((
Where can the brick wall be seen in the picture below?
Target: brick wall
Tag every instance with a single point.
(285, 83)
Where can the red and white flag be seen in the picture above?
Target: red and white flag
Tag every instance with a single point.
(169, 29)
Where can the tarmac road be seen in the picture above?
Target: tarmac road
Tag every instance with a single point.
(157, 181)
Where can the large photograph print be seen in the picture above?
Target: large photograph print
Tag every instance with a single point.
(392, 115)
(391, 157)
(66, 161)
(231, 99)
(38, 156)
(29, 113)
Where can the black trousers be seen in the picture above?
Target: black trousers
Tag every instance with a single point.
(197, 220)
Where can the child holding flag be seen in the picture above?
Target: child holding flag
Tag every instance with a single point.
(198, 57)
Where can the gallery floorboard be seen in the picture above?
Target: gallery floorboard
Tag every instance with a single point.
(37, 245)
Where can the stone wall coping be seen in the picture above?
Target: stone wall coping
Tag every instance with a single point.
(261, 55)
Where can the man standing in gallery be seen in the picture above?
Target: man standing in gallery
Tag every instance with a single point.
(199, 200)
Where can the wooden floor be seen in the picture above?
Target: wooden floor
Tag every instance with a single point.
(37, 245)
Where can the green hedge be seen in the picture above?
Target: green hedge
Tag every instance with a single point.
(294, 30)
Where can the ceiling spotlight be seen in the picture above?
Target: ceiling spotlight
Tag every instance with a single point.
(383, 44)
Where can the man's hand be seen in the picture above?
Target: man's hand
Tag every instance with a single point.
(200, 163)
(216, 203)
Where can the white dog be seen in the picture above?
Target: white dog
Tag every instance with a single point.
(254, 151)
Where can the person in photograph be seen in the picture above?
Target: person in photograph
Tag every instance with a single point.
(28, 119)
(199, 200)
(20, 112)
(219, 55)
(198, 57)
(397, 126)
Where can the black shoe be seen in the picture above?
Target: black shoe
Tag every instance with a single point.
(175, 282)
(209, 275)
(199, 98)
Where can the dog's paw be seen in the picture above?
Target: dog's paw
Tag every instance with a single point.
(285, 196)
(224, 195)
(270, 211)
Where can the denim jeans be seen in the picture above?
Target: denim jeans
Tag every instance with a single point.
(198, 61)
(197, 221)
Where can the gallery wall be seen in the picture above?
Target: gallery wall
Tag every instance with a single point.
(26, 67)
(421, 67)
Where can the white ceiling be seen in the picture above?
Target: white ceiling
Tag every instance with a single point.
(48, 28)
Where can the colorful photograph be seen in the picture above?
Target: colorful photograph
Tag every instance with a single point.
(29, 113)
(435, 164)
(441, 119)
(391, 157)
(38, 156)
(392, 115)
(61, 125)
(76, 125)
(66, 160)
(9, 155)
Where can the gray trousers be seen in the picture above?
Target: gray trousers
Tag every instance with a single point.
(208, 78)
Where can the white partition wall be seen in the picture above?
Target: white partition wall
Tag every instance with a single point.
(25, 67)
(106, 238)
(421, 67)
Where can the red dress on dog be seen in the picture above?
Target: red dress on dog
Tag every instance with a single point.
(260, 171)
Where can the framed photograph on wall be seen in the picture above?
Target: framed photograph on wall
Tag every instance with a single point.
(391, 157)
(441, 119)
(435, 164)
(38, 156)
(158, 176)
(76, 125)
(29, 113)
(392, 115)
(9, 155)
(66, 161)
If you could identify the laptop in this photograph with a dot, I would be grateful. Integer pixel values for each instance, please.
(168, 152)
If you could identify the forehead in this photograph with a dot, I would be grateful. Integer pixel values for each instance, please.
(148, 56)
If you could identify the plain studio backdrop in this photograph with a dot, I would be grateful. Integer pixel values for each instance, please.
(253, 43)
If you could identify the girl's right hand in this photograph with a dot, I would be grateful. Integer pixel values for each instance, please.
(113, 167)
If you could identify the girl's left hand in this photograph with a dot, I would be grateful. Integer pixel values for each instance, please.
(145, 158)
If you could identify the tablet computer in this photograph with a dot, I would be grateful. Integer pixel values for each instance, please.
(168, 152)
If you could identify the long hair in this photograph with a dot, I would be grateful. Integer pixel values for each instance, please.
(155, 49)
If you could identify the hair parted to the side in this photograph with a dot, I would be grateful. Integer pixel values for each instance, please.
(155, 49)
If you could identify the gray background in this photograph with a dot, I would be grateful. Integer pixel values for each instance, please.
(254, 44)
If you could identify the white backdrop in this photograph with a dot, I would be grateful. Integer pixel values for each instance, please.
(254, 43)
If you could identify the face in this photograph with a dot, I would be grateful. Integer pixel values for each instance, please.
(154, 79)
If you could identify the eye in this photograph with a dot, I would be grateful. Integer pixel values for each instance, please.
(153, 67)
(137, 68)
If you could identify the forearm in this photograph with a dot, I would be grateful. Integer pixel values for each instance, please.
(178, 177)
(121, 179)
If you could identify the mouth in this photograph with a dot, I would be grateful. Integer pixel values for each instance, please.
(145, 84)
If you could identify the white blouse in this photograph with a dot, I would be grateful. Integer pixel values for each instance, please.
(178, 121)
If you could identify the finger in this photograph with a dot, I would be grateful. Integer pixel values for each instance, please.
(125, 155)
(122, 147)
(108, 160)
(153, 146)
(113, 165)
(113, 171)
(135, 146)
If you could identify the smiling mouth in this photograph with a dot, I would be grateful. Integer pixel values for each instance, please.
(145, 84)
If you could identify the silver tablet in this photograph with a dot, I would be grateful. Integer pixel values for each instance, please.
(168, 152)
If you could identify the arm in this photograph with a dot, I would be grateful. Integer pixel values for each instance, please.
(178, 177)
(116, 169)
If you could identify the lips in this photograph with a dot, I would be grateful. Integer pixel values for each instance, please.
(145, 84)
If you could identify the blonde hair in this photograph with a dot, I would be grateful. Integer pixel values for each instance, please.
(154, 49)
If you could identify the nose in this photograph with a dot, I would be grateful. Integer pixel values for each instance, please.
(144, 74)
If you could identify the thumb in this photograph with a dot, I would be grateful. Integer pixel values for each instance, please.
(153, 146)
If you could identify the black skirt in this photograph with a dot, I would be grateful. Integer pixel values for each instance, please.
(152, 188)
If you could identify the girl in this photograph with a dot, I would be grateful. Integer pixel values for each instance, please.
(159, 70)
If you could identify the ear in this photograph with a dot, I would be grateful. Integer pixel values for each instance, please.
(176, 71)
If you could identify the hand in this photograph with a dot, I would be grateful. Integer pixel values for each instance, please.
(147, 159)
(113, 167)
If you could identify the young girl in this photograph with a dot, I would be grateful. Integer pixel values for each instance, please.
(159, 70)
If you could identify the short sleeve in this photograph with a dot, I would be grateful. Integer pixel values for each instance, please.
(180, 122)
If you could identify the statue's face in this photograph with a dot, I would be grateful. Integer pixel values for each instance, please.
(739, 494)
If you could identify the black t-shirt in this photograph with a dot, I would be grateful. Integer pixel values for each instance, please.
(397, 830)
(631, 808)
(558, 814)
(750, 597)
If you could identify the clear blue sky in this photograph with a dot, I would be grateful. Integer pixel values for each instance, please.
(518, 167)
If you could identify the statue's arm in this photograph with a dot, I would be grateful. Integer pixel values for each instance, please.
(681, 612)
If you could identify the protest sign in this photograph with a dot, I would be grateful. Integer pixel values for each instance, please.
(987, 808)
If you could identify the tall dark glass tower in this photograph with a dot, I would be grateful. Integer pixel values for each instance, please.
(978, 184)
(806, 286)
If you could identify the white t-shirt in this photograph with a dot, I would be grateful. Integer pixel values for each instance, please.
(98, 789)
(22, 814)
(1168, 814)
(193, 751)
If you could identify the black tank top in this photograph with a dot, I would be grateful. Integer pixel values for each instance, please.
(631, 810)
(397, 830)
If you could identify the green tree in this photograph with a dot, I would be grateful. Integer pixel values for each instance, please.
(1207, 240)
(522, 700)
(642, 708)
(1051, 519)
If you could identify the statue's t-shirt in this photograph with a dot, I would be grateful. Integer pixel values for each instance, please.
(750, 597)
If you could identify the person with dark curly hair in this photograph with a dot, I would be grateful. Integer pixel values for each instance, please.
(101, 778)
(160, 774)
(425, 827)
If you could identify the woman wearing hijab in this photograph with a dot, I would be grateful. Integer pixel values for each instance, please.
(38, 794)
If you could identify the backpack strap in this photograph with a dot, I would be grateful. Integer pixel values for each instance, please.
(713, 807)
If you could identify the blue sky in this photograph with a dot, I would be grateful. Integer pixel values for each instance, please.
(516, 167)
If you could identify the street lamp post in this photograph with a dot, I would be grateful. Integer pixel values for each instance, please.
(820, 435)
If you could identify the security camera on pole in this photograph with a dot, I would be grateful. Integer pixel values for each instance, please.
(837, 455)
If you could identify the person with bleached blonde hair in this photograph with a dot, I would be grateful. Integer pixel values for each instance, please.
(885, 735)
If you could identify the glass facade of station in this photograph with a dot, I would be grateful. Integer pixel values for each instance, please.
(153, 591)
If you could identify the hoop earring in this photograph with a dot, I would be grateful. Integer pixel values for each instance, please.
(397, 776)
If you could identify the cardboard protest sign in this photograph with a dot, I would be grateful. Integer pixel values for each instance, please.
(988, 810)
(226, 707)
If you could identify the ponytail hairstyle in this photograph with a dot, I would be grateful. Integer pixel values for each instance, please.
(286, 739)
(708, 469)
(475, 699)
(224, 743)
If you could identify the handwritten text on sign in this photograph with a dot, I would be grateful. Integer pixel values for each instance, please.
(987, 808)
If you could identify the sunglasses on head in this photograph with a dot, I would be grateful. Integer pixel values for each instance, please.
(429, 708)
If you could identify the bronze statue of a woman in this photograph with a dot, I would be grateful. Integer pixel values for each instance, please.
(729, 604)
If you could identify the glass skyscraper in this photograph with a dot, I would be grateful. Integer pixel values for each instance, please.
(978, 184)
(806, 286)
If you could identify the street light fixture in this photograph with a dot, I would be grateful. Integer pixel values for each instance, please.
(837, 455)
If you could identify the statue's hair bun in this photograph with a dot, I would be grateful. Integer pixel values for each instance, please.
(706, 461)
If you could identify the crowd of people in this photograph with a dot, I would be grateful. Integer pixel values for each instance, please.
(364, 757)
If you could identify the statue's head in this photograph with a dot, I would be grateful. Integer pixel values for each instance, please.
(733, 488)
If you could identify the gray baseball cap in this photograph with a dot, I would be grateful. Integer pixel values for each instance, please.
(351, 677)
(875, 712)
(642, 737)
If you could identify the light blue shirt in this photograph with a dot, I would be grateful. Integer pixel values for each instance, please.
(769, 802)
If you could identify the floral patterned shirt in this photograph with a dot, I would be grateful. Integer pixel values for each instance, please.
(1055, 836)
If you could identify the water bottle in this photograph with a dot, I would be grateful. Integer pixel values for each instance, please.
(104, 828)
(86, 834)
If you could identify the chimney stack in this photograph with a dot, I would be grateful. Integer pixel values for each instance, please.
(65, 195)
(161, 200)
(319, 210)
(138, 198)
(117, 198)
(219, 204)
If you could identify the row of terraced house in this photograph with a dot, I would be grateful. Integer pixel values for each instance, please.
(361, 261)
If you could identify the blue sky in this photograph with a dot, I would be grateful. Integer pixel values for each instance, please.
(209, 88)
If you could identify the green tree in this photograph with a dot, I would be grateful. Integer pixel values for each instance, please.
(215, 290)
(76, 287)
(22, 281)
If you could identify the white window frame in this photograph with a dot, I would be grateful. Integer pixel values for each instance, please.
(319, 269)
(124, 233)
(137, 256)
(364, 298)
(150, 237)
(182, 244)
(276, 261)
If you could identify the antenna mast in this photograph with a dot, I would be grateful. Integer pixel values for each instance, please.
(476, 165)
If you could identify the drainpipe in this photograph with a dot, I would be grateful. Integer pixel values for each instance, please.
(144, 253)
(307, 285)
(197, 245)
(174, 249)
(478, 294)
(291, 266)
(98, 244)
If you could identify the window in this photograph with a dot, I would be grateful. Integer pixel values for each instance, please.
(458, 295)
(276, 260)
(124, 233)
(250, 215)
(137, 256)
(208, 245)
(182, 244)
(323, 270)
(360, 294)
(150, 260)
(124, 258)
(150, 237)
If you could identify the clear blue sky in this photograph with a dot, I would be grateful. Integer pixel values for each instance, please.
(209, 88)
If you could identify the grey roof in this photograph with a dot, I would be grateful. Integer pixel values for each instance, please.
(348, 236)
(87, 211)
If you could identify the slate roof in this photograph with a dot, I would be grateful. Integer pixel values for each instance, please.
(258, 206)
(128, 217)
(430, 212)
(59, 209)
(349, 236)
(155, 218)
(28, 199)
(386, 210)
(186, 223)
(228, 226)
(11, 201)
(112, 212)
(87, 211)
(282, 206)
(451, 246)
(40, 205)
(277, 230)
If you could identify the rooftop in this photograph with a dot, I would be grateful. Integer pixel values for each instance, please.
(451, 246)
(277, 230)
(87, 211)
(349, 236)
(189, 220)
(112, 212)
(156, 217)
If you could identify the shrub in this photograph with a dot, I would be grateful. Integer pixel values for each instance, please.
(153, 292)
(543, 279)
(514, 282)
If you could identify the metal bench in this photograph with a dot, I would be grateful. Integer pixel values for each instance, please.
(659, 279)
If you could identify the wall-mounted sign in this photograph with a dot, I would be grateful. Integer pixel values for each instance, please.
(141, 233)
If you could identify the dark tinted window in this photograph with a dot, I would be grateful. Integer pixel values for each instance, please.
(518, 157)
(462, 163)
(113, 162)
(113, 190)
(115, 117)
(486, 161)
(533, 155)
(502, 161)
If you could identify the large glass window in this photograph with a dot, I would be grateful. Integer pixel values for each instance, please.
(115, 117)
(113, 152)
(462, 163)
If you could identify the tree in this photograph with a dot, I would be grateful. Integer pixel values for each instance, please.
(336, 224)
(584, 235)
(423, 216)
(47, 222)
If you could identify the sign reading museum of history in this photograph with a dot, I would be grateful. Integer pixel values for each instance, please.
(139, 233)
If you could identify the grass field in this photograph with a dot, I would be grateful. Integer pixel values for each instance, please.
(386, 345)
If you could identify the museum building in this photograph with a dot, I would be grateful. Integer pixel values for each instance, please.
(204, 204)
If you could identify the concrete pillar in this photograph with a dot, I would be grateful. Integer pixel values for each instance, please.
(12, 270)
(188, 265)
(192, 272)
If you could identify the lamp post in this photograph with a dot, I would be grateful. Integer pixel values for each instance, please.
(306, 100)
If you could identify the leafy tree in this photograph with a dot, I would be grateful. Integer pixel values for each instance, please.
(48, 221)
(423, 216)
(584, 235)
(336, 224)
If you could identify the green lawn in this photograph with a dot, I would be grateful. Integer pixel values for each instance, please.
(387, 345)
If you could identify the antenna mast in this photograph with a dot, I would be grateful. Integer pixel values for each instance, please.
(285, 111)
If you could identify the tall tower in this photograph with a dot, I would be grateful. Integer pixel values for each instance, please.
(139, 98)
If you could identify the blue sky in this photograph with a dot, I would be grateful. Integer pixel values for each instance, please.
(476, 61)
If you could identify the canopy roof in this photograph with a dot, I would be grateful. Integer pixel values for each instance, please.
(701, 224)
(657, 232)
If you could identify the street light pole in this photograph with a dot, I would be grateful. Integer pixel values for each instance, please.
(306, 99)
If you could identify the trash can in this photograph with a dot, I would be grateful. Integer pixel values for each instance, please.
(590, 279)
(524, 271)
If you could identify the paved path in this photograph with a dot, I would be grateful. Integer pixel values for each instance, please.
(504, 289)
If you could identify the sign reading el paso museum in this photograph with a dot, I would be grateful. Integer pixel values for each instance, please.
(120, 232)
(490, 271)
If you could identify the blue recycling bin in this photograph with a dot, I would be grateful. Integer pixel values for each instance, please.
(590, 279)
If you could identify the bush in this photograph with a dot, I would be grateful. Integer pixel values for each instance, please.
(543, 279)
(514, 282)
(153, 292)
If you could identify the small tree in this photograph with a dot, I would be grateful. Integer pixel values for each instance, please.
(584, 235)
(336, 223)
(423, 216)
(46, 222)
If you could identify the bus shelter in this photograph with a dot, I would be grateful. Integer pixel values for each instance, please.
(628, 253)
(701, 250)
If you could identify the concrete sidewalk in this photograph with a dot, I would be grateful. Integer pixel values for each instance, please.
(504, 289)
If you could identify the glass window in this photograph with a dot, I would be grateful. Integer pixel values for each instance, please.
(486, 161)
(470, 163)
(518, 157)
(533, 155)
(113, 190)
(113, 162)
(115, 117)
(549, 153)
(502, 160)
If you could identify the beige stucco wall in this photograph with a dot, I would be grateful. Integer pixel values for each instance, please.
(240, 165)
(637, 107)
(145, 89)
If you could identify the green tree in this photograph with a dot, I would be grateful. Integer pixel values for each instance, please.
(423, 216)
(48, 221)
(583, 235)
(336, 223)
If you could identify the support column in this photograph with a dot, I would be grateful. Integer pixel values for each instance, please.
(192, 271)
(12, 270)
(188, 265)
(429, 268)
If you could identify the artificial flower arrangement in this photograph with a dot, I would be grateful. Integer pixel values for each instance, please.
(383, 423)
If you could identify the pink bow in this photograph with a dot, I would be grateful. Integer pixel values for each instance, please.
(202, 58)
))
__TASK STATEMENT__. Out of the data above, set down the lines from the one with "Target: colorful photograph" to the one with "Target: white partition wall", both included, exactly as written and with no additions.

__YOUR SOLUTION__.
Target: colorful photograph
Tag every instance with a single point.
(29, 113)
(435, 164)
(441, 119)
(391, 157)
(38, 156)
(392, 115)
(61, 125)
(76, 125)
(66, 160)
(9, 155)
Where can the gray trousers be seen in the picture above?
Target: gray trousers
Tag every instance with a single point.
(208, 78)
Where can the white partition wall be seen in the picture above?
Target: white partition wall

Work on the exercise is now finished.